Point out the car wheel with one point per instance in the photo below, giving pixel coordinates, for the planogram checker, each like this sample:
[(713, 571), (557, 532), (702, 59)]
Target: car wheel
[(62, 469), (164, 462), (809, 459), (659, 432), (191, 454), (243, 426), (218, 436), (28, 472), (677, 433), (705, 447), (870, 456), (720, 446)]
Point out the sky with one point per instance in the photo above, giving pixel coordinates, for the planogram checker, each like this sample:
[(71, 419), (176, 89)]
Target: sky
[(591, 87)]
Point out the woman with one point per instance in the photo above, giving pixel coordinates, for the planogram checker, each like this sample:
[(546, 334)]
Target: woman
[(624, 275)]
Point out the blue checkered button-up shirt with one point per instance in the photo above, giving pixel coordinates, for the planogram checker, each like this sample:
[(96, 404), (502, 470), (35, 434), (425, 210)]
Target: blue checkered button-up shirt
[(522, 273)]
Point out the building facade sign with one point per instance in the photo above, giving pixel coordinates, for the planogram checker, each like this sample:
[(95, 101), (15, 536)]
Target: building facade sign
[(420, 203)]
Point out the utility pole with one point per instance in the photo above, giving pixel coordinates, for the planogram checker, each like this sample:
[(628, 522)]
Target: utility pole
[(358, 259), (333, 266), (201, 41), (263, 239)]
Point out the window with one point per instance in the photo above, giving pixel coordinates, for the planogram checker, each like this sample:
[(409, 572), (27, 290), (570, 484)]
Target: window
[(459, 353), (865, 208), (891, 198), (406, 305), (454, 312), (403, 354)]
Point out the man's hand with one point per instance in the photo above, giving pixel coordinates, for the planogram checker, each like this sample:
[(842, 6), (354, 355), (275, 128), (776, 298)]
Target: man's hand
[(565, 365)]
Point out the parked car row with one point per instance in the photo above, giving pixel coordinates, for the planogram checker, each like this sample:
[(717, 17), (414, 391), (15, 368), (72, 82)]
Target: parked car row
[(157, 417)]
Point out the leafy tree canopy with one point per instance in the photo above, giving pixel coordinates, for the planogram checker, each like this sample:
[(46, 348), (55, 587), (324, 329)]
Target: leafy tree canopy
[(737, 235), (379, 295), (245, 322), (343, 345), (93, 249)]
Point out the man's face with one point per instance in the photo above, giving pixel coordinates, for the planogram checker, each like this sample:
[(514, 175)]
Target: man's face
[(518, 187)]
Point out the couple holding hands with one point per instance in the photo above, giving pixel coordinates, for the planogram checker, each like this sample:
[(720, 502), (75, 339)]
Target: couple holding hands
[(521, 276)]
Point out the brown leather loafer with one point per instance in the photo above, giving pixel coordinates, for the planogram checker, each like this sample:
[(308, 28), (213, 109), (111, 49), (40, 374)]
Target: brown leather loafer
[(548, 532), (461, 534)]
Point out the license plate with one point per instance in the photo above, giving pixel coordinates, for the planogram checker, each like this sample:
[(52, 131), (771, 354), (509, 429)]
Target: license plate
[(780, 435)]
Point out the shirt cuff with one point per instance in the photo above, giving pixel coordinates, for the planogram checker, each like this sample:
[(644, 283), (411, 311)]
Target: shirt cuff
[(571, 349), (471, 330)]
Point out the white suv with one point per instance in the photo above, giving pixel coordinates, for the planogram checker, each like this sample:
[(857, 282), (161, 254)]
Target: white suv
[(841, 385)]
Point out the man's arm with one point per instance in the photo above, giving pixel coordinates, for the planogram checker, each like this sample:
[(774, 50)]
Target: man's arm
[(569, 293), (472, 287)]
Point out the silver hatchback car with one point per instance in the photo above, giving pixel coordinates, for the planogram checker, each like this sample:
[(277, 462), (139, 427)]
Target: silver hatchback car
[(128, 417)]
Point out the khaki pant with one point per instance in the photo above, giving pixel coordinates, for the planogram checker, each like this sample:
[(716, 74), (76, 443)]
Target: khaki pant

• _What needs to be done_: Starting with the line that contains "Point out the man's arm", return each line through the last one of the data above, exactly as written and nothing more.

• _Completed exercise_:
Point out the man's arm with one point per instance in the photo above, giving pixel coordinates, for the planogram checker, each like this sample:
[(774, 50)]
Target: man's arm
[(569, 293), (472, 287)]
Point out the silver hatchback car with one point per instance in the photo above, giving pixel coordinates, for the planogram checker, each like this sample:
[(277, 462), (139, 427)]
Target: silver hatchback car
[(128, 417)]
Point out the khaki pant with one point per instance in the photo above, giving pixel coordinates, for the planogram checker, each like this sample:
[(716, 74), (76, 443)]
Target: khaki pant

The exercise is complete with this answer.